In the SystemdUnitFailed aggregation issue below, which host carries 21 of the 22 hidden alerts?

* PASSAGE SHOWN
----------
Page MenuHomePhabricator

SystemdUnitFailed alert aggregation issues
Open, Needs TriagePublic

Description

I think that the current rules for aggregating the SystemdUnitFailed alerts are hiding a lot of information. For example the I/F team recently had on IRC this alert:

Wed 09:48:02   jinxer-wm| (SystemdUnitFailed) firing: (44) netbox_report_accounting_run.service on netbox1002:9100 - https://wikitech.wikimedia.org/wiki/Monitoring/check_systemd_state - https://grafana.wikimedia.org/d/g-AaZRFWk/systemd-status - https://alerts.wikimedia.org/?q=alertname%3DSystemdUnitFailed

This is what hiding behind this alert:

  • The alerts are only 22, but reported 44 because of T353457
  • 21 of the 22 alerts are on pki1001, 1 alert on netbox1002, but that's the host reported
  • all alerts are for different unit names

Some concern about the current behaviour:

  • It doesn't say what is aggregating, which part of the alert are common and which not
  • Having it reporting one random combination of host-unit_name doesn't gives the user any useful information, they could indicate all different problems, what do they have in common? What's the rationale for aggregating them this way?
----------
* RECORD EXTRACTS
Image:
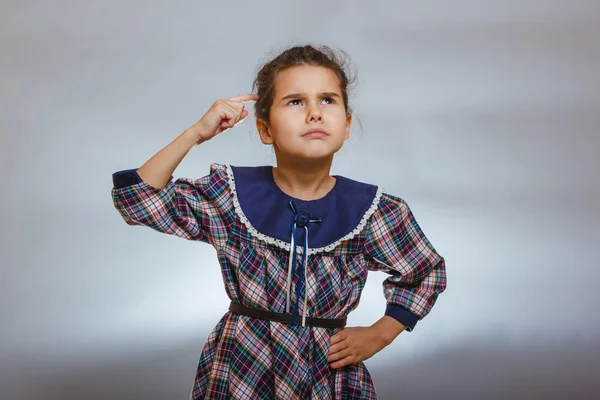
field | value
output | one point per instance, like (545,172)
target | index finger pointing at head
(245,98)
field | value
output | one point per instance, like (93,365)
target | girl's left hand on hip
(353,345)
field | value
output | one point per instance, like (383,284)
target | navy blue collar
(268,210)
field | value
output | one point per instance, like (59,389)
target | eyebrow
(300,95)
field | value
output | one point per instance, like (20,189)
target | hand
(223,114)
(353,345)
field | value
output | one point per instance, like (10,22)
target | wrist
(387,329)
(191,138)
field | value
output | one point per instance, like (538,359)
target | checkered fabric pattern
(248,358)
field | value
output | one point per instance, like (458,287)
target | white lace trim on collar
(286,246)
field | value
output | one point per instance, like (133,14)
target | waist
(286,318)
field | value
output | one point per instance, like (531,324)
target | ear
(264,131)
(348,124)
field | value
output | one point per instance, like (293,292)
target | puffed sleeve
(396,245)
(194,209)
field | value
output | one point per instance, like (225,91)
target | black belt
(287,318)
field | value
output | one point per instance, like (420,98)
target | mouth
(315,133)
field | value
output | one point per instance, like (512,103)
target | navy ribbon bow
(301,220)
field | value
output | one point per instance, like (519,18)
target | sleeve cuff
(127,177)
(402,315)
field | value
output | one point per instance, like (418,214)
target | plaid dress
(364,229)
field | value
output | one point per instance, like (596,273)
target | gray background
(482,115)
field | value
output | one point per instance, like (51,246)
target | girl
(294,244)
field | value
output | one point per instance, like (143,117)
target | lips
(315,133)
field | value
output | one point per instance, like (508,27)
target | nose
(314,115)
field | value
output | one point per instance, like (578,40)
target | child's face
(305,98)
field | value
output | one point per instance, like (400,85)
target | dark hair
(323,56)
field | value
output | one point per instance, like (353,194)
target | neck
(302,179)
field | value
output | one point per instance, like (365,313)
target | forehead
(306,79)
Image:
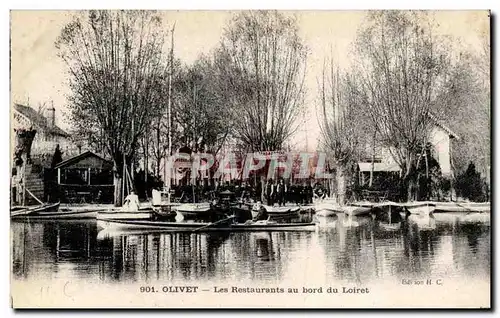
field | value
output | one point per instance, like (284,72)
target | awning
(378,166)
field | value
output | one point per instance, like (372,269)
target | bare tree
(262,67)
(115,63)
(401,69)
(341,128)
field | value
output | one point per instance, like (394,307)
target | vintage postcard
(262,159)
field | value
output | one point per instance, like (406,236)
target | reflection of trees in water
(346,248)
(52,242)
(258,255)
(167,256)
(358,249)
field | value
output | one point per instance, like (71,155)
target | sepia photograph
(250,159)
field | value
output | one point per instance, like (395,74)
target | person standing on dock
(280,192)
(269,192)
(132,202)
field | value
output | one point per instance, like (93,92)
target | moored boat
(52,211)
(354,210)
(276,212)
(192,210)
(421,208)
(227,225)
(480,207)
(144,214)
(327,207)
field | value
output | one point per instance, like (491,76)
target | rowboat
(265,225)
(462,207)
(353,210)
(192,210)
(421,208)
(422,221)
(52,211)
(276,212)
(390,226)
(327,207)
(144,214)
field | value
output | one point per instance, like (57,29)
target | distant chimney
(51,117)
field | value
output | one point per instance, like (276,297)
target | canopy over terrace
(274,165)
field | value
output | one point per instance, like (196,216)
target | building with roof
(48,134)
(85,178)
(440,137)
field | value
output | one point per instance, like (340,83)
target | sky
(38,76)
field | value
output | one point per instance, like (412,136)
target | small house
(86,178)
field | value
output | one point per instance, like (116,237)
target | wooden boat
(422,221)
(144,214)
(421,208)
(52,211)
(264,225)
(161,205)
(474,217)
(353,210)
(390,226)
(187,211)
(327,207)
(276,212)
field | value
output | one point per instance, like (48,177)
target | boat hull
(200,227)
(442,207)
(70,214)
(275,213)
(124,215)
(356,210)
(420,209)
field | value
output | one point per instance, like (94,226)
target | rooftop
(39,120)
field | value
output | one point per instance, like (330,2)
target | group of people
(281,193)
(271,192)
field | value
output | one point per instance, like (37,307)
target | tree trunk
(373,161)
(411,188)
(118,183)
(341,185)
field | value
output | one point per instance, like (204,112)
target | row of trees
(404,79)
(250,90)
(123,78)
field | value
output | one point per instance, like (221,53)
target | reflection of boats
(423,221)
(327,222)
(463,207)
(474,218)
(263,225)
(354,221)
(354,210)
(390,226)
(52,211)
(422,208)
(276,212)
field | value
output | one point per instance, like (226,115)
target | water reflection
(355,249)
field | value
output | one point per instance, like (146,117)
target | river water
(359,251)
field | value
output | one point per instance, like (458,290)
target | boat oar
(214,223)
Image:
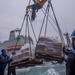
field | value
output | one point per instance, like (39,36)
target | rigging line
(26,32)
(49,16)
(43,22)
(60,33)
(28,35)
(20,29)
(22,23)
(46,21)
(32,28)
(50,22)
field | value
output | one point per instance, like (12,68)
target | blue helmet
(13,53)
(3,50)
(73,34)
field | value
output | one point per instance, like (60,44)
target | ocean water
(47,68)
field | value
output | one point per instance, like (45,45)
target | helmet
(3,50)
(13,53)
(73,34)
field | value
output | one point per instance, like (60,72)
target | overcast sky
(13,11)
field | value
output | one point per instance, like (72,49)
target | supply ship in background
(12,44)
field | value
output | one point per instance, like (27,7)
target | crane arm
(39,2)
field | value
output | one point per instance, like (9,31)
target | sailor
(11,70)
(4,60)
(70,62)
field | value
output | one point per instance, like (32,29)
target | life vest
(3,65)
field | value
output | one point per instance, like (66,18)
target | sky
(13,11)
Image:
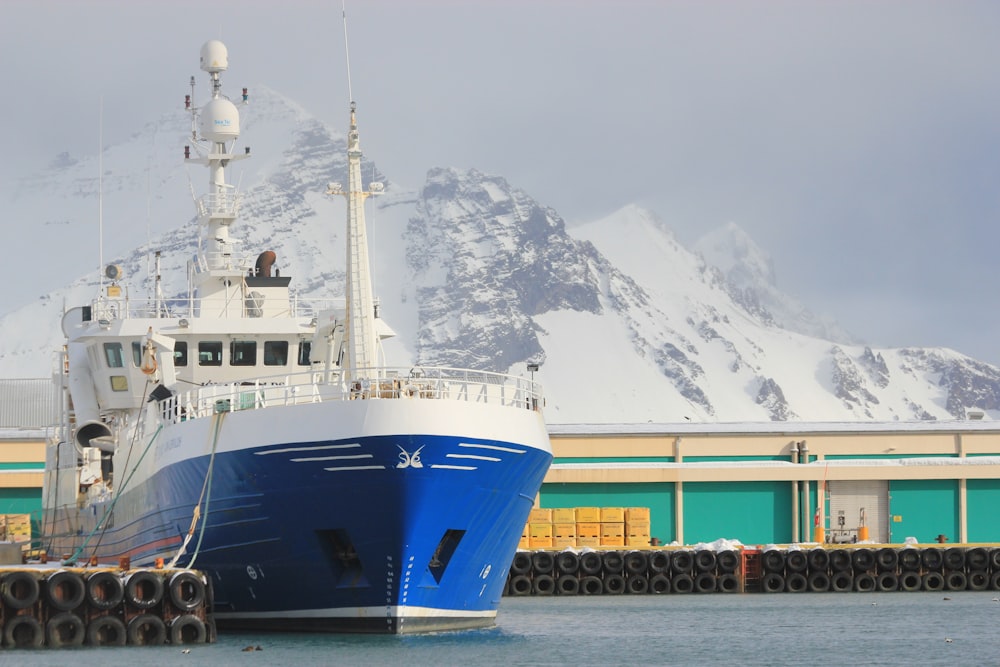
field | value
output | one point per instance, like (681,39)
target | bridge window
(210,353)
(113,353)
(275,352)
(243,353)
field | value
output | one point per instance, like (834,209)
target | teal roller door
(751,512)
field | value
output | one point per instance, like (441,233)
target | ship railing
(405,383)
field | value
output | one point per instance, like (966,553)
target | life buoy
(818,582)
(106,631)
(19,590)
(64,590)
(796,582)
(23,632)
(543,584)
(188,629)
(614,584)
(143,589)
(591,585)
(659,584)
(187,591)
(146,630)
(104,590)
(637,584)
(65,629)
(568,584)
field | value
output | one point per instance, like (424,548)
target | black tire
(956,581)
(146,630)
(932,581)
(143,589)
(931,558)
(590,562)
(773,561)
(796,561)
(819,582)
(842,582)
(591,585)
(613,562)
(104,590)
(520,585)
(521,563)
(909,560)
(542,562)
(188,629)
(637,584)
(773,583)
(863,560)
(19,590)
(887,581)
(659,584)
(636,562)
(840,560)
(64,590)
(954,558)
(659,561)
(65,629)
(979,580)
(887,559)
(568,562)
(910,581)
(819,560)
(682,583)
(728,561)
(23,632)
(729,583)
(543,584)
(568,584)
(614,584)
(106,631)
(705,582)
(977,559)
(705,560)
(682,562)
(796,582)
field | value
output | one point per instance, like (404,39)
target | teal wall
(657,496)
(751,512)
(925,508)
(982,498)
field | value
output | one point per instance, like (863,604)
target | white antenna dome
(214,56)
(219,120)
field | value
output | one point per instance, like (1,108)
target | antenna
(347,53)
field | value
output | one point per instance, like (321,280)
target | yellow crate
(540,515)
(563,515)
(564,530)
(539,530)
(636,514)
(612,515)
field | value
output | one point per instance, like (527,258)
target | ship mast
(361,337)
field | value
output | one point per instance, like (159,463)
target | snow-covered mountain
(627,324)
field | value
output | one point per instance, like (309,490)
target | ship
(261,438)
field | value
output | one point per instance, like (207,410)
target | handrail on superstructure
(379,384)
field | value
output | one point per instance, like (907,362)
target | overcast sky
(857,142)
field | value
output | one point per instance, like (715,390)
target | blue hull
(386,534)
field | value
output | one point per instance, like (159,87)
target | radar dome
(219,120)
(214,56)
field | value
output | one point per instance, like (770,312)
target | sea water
----------
* RESULT
pki1001